----- TEXTE SOURCE -----

En Italie, la Fabbrica Automobili Officine Trubetzkoy de Turin entreprend la fabrication sous licence des Derby, qui sont vendues localement sous la marque Fadini. Au Salon de Paris 1924, les motorisations n'évoluent pas. Les D6 et D7 sont équipés de freins sur les roues avant en plus des roues arrière. Les prix en châssis nu sont de respectivement 9 075 et 9 975 francs. Une Citroën 5 HP Torpédo deux places coûte 11 800 francs, carrossée en sortie d'usine. Ainsi s'achève le premier âge des productions Derby, celui des cyclecars, et de l'économie dans les moyens, avec pour contrepartie une certaine fragilité dans la réalisation. La compétition pour gagner en notoriété Pour gagner en notoriété, Derby développe son engagement en course. Les châssis sont renforcés, la puissance des moteurs augmente, et les carrosseries sont allégées. Dans ces conditions, les cyclecars Derby trustent les victoires, en France et à l’étranger, en Belgique, en Italie et surtout en Grande-Bretagne, le premier marché européen pour les cyclecars. Petit de par sa structure et son volume d'affaire, Derby expose quand même sur les Salons de Bruxelles, Milan et Londres.

----- MATÉRIEL FOURNI -----

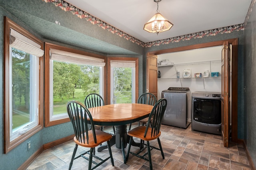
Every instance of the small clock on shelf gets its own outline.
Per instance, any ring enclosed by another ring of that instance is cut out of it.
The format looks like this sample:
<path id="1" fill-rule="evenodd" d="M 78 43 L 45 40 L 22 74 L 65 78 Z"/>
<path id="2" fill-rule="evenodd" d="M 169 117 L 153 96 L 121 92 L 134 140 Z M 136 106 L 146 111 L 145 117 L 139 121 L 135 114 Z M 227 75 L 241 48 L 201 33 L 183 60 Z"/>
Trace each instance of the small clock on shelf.
<path id="1" fill-rule="evenodd" d="M 208 70 L 204 71 L 203 72 L 203 77 L 208 77 L 209 76 L 209 71 Z"/>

-----

OBJECTIF –
Prolongez le texte sur l'histoire des automobiles Derby en reprenant juste après sa dernière phrase.

RÉPONSE –
Deux cyclecars Derby en septembre 1923 à Versailles, au départ d'une épreuve Paris / Les Pyrénées. A cette époque, les constructeurs pour être pris au sérieux par leur clientèle doivent nécessairement faire leurs preuves en compétition. Source : Gallica C’est en Grande-Bretagne qu’un cyclecar Derby profilé, équipé d’un moteur Chapuis-Dornier quatre cylindres à trois soupapes par cylindre et deux carburateurs, parcourt 320 kilomètres à la vitesse de 110 km/h sur le circuit de Brooklands, une véritable performance pour l’époque. Ce succès n’a toutefois qu’une faible incidence sur les ventes. Celles-ci s'établissent à environ 50 voitures en 1921 et 1922, et 80 en 1923 et 1924, soit un total de 260 cyclecars.
Une Derby 1100 cm3 au départ d'une course de côte en 1924. Derby demeure un petit constructeur, loin derrière ses homologues plus connus que sont Amilcar et Salmson. La mode des cyclecars va progressivement s'éteindre, en raison d'une part de la diminution de l'avantage fiscal, et d'autre part du lancement de voitures plus grandes, à bas prix, grâce au développement de la production en grande série. Derby abandonne donc progressivement ce secteur, pour se concentrer sur des modèles plus volumineux. Le constructeur de Courbevoie n'a pas démérité grâce au sérieux de ses fabrications.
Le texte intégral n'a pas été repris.